#### [Work to do]
1. In the passage on the Colston statue, why does the author say we need historians? Answer in one to three sentences.
2. From the passage on the Colston statue, copy the stretch from "Colston’s statue was" through "interpret that history." word for word.

Colston’s statue was only erected in 1895 when his links to slavery were well known. In recent decades there has been a local campaign to remove his statue and rename Colston Hall. This campaign has been ignored and so it is no surprise to me that events in the USA sparked protesters here to react as they did to years of frustration.

The destruction of the statue has been condemned as ‘criminal damage’ and as an attempt to ‘eradicate history’.

It may, technically, be the former; it most certainly is not the latter.

Moreover, the actions of those involved have to be seen in historical context. History is not static; it is not somehow encased only in the monuments left behind by our ancestors, it is changing every day.

Which is why we need historians (those we have and future ones) to research, write, explain, and interpret that history.

Let us take the history of protest as just one example of the collective history of humanity over the past few thousand years. If we take the long view we can immediately see how ridiculous and insulting it is to dismiss Sunday’s ‘rioters’ as ‘criminal’.

Pretty much all of the rights we cherish in this country and throughout the world were won not given. These include the right to free speech (something championed by Far Right activists as much as those on the Left of politics); the freedom to practice whatever religion (or none) we choose.

(Excerpts of bounding box data)
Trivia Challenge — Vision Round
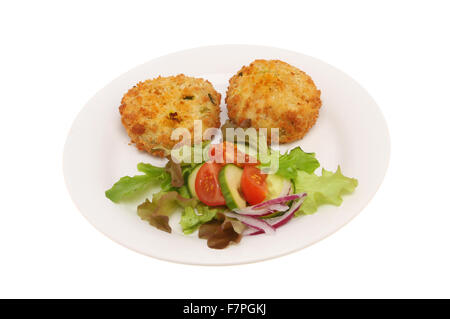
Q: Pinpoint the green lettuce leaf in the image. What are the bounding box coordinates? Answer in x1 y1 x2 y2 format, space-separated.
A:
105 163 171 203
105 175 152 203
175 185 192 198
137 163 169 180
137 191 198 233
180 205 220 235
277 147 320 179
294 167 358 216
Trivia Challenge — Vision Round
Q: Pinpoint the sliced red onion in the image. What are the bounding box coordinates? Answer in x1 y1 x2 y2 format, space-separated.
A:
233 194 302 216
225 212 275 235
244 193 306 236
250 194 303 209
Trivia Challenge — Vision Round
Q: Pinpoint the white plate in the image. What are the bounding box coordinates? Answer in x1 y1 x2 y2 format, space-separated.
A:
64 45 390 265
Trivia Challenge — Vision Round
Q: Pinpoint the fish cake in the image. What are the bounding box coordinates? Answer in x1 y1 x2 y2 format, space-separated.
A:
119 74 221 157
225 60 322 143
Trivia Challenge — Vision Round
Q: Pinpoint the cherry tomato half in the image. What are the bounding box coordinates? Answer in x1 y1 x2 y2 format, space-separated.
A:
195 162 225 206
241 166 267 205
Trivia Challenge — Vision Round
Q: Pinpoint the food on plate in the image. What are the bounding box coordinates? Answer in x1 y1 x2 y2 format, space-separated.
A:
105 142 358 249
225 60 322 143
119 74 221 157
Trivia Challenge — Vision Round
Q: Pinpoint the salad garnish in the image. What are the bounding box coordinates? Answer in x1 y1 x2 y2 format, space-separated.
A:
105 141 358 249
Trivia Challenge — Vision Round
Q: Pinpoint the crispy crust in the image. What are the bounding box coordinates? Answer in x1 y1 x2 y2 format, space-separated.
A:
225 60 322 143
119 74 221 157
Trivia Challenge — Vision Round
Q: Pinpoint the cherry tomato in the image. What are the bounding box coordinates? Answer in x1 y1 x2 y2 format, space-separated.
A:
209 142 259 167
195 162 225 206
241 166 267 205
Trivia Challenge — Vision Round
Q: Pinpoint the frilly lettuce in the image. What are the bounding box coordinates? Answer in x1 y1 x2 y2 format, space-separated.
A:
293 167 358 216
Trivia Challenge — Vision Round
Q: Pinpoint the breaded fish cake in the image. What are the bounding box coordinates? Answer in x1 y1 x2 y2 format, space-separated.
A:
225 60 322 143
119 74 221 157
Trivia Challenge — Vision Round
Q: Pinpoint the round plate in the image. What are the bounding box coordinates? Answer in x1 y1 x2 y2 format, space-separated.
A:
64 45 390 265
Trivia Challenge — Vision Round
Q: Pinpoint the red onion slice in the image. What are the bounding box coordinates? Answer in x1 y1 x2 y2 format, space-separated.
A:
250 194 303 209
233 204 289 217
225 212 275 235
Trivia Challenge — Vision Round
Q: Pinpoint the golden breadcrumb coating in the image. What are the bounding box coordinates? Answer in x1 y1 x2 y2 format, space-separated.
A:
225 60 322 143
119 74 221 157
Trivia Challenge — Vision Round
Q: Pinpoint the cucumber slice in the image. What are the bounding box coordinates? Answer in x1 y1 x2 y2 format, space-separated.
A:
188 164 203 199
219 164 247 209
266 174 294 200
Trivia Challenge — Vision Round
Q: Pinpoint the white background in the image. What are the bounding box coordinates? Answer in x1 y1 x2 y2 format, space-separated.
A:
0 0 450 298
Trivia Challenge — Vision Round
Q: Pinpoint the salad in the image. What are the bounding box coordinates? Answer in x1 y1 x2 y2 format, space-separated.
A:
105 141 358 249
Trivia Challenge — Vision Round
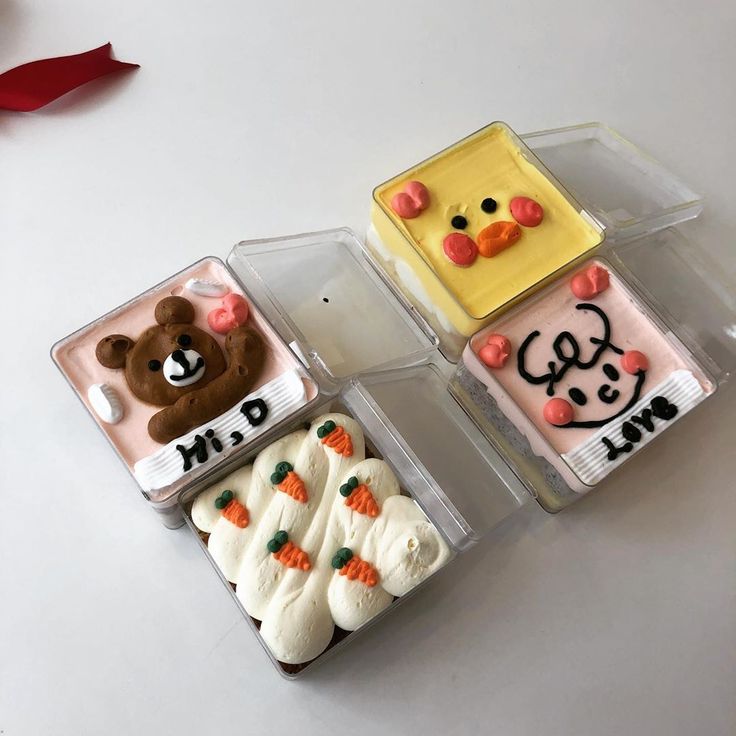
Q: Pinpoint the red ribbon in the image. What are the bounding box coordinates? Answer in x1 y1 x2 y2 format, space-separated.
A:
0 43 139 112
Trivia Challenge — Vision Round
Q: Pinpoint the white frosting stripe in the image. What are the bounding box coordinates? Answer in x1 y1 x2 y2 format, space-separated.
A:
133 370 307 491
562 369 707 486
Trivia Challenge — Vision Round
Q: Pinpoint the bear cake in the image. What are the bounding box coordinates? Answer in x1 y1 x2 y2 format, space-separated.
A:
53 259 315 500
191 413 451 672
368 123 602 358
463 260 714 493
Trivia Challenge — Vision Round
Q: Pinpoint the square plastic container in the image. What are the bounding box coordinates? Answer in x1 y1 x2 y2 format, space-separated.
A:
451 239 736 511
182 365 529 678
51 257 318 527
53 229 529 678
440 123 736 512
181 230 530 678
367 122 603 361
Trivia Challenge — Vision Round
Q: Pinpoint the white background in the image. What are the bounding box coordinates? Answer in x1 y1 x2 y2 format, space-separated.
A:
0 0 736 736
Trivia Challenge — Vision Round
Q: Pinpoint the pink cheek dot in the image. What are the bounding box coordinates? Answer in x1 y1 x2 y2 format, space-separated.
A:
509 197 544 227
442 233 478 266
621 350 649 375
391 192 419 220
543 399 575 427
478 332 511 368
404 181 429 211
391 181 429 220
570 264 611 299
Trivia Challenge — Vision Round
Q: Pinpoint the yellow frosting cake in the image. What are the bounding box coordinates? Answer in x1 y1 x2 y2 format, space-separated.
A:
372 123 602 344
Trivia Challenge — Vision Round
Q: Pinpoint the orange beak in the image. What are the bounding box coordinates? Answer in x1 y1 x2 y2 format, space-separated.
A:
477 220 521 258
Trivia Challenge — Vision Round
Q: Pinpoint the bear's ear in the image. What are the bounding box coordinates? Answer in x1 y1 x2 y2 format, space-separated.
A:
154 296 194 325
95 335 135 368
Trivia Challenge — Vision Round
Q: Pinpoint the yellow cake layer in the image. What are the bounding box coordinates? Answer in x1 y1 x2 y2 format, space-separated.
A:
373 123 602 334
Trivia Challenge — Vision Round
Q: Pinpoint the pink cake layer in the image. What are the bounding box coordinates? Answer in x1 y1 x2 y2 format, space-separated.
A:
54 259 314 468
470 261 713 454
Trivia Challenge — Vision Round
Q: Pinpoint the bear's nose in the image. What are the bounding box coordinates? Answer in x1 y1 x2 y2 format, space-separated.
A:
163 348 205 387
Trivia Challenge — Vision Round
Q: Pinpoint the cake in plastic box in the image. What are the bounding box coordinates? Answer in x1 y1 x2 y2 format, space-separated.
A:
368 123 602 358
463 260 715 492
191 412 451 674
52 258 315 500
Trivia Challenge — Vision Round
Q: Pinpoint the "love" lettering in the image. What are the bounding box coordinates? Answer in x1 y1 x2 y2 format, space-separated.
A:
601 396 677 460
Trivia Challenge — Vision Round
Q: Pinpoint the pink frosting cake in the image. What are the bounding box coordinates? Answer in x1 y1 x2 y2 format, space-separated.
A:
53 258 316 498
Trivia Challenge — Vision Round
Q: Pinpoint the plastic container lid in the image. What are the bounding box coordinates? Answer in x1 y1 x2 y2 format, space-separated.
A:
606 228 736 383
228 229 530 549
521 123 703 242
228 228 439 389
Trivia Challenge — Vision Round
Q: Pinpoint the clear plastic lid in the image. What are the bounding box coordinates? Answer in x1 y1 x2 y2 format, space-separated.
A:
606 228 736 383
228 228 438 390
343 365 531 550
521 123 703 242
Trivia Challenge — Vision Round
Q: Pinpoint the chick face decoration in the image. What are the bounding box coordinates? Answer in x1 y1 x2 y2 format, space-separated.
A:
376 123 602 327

--

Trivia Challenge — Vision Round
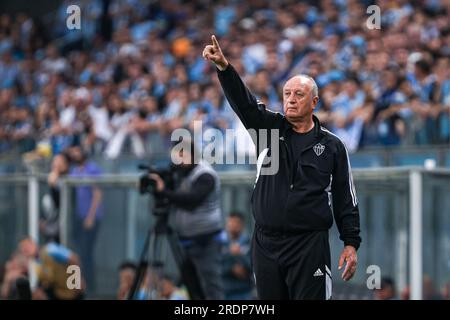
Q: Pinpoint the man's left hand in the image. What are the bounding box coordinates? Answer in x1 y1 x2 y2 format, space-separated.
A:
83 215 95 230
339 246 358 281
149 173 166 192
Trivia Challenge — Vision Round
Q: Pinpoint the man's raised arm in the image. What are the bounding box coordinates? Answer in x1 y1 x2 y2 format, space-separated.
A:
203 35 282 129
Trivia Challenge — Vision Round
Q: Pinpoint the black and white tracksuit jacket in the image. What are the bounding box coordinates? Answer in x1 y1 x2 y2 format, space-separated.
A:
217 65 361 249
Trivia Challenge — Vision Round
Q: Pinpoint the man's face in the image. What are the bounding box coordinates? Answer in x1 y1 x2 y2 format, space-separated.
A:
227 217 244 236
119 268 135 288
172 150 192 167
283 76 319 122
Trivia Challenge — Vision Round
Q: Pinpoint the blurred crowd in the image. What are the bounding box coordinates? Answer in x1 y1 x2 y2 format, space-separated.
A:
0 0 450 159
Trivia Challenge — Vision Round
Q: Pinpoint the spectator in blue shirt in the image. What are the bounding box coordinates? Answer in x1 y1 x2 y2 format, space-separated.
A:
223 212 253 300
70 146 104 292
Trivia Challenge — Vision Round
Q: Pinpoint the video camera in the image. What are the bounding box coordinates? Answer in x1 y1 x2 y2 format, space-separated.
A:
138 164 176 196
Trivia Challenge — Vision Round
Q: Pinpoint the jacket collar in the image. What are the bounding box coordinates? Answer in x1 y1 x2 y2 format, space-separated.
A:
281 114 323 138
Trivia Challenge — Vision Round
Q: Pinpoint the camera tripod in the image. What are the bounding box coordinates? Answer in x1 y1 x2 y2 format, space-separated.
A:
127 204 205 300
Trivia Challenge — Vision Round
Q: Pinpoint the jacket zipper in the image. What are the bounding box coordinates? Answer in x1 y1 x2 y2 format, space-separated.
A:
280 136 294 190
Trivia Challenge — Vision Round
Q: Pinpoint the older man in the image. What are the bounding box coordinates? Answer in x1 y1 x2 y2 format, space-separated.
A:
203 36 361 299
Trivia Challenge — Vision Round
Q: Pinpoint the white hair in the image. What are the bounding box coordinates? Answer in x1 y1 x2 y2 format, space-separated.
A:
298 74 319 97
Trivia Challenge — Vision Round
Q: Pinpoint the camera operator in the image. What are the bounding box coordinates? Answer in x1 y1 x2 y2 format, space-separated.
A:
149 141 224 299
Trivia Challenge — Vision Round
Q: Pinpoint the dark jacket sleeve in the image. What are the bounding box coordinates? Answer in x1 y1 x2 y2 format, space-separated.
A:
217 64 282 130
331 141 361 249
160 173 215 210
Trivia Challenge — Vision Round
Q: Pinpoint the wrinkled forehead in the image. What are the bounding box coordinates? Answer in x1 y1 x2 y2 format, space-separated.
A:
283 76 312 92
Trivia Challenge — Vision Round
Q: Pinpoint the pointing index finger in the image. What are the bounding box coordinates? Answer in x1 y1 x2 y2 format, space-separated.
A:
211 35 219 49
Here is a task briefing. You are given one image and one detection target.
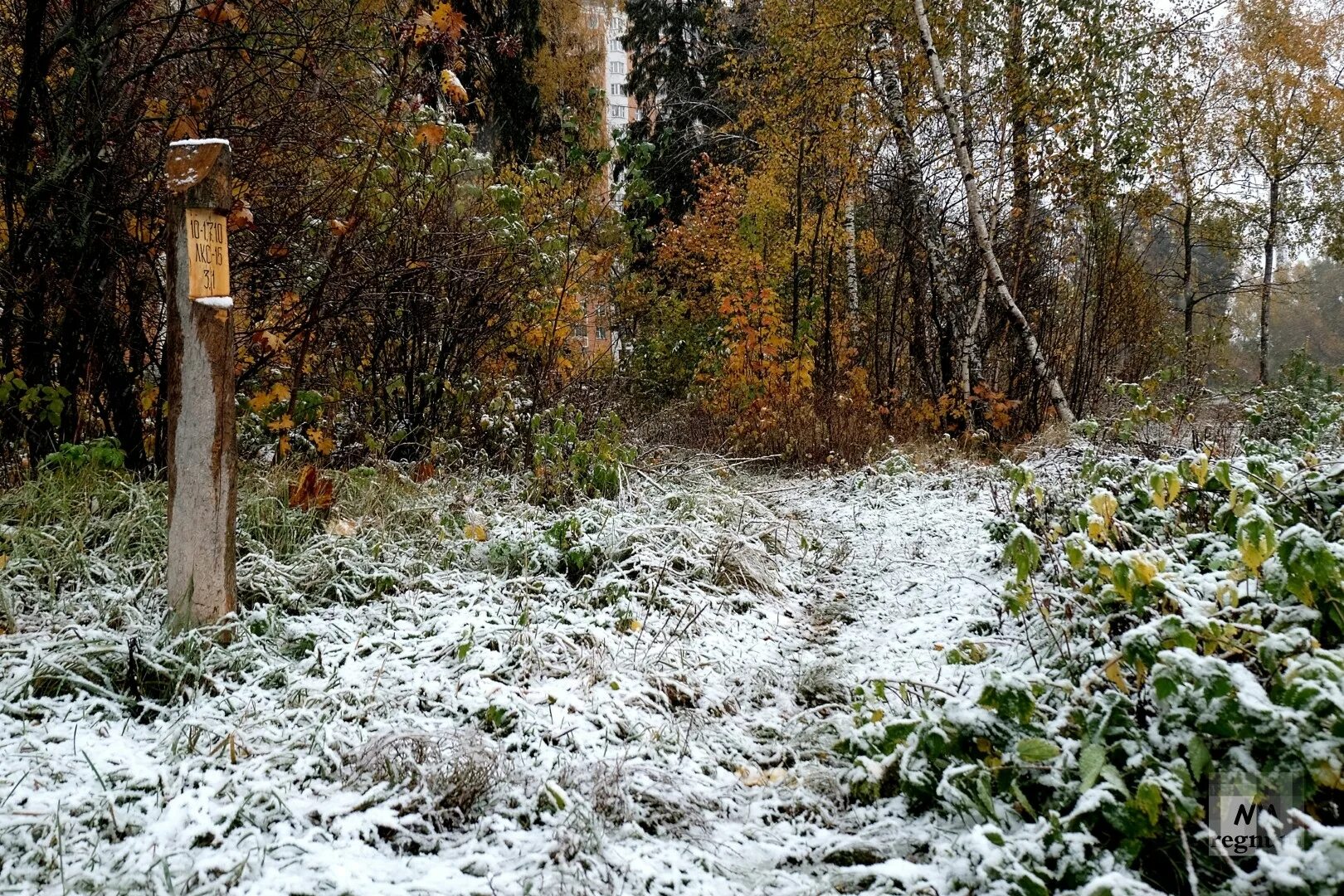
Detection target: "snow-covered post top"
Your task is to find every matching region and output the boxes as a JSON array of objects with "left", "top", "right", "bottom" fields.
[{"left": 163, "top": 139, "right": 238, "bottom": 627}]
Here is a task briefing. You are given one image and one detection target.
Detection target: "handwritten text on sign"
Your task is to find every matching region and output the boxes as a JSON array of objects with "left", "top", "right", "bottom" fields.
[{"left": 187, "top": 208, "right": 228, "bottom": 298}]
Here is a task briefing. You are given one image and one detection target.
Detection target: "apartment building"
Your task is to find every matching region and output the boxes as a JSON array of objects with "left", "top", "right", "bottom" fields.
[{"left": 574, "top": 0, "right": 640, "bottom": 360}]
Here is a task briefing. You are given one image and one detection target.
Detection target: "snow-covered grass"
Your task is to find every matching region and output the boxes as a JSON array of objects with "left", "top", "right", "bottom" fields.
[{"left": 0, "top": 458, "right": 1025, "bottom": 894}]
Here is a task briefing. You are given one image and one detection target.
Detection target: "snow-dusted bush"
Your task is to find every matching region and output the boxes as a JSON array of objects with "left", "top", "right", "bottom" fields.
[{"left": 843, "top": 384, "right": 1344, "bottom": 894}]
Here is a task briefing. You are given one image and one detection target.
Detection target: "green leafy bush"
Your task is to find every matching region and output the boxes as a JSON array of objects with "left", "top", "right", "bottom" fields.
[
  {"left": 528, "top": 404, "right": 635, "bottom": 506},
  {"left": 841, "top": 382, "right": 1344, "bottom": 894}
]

#### [Task responses]
1. History is not static and is not encased only in the monuments our ancestors left behind. It changes every day, so historians, both current and future ones, are needed to research, write, explain, and interpret it.

2.
Colston’s statue was only erected in 1895 when his links to slavery were well known. In recent decades there has been a local campaign to remove his statue and rename Colston Hall. This campaign has been ignored and so it is no surprise to me that events in the USA sparked protesters here to react as they did to years of frustration.

The destruction of the statue has been condemned as ‘criminal damage’ and as an attempt to ‘eradicate history’.

It may, technically, be the former; it most certainly is not the latter.

Moreover, the actions of those involved have to be seen in historical context. History is not static; it is not somehow encased only in the monuments left behind by our ancestors, it is changing every day.

Which is why we need historians (those we have and future ones) to research, write, explain, and interpret that history.